*** Opening SUPPLIED RECORDS ***
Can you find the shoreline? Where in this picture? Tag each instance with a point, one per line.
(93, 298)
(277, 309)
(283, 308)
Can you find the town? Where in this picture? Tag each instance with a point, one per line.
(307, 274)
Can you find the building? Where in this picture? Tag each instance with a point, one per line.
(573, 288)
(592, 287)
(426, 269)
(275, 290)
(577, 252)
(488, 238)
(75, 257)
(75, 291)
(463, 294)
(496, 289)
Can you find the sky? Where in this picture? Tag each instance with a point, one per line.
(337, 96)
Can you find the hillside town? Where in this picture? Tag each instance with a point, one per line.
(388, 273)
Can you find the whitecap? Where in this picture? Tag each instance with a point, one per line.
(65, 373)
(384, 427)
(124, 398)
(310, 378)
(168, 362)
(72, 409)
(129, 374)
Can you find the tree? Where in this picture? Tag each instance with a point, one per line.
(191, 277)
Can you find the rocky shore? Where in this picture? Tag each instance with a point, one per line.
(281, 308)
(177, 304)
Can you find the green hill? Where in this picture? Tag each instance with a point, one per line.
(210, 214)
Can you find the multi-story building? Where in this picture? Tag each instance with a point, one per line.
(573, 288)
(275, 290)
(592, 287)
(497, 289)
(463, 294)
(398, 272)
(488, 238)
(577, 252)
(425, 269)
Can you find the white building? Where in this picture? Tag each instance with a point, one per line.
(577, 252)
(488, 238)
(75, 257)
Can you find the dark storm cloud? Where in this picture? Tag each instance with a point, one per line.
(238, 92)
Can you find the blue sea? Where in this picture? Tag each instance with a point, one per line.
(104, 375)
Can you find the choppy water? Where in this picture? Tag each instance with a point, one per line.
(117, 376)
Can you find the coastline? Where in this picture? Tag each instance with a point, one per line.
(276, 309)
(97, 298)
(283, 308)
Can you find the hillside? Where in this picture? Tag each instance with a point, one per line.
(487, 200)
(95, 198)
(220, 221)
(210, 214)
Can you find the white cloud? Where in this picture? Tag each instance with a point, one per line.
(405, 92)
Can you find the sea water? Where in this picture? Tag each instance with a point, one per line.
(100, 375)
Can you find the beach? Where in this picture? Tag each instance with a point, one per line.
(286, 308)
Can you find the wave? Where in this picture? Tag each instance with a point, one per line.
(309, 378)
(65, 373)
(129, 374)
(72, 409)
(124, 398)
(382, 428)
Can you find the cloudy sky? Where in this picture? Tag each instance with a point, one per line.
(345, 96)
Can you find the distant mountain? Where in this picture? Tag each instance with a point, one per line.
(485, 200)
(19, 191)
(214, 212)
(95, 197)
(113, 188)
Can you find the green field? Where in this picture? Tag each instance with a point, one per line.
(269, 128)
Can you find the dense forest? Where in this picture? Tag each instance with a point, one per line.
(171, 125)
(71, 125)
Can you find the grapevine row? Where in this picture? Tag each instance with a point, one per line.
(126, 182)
*** Closing SUPPLIED RECORDS ***
**WHAT IS REQUIRED**
Your task is to extract all of the records exactly.

**TASK ANSWER**
Can you find the shoreline? Where in this picture? Tag each instance with a point, one per line.
(93, 298)
(277, 309)
(283, 308)
Can you find the town? Where in this picture? Tag each instance with a point, one per line.
(307, 274)
Can you find the building? Where in this picture? Tag each instance with a point, one per line.
(573, 288)
(592, 287)
(426, 269)
(275, 290)
(577, 252)
(488, 238)
(75, 257)
(75, 291)
(463, 294)
(496, 289)
Can you find the sky? Where in this picture? Tag each instance with a point, one per line.
(337, 96)
Can you find the hillside town? Where in this picture? Tag each instance with a point, one per line.
(388, 273)
Can you find the whitecap? Where in this picture? Tag each instance with a point, one per line.
(65, 373)
(384, 427)
(124, 398)
(310, 378)
(168, 362)
(72, 409)
(129, 374)
Can you find the tree? Where in this picture? Tag each instance with a point, one per line.
(191, 277)
Can you find the rocky shore? Where in this picture? Tag each instance with a point, one per line.
(281, 308)
(177, 304)
Can you find the green hill? Where in this picture? Tag each instance with a point, one per line.
(210, 214)
Can you find the multi-story building? Where in this picture? Tag each instance with a point, one per line.
(573, 288)
(275, 290)
(592, 287)
(497, 289)
(463, 294)
(398, 272)
(488, 238)
(577, 252)
(425, 269)
Can you find the white building? Where in this picture? Tag each instance with a point, one per line.
(577, 252)
(488, 238)
(75, 257)
Can you find the dark storm cloud? Where in this picture? Tag each instance with a point, one per line.
(238, 92)
Can you find the blue sea? Where in this picture? Tag each instance with a point, one per line.
(104, 375)
Can you find the choppy water? Where in this picture? Tag each instance with a point, one per line.
(117, 376)
Can you find the coastline? Where in this picture? Tag each instance with a point, one per line.
(276, 309)
(97, 298)
(283, 308)
Can you find the hillside? Where in this picture? Tag each instance with a point, one per line.
(487, 200)
(95, 198)
(220, 221)
(210, 214)
Can you find the white cloud? Where in this picture? Tag each instance with a point, one per line.
(405, 92)
Can you find the sea water? Where in this picture? Tag each instance with a point, one per line.
(100, 375)
Can you find the beach? Where in this picture? Tag each instance with a point, one per line.
(286, 308)
Can you find the wave? Where in this picture? Tag each instance with a point, one per line.
(309, 378)
(65, 373)
(129, 374)
(72, 409)
(124, 398)
(382, 428)
Can you find the cloudy sky? Where in this picture? Tag each instance with a point, one per line.
(345, 96)
Can you find the distant mountain? Where in this picture? Tag each instance with a point, one per line.
(485, 200)
(19, 191)
(214, 212)
(95, 197)
(113, 188)
Can you find the green field? Where in this picture? Tag each instance with a point, one per line.
(269, 128)
Can you find the dense forest? Where in this picture? Tag each instance with a point, one per line.
(171, 125)
(71, 125)
Can you find the grapevine row? Where in this picture? Tag each instance with a point, one per line.
(126, 182)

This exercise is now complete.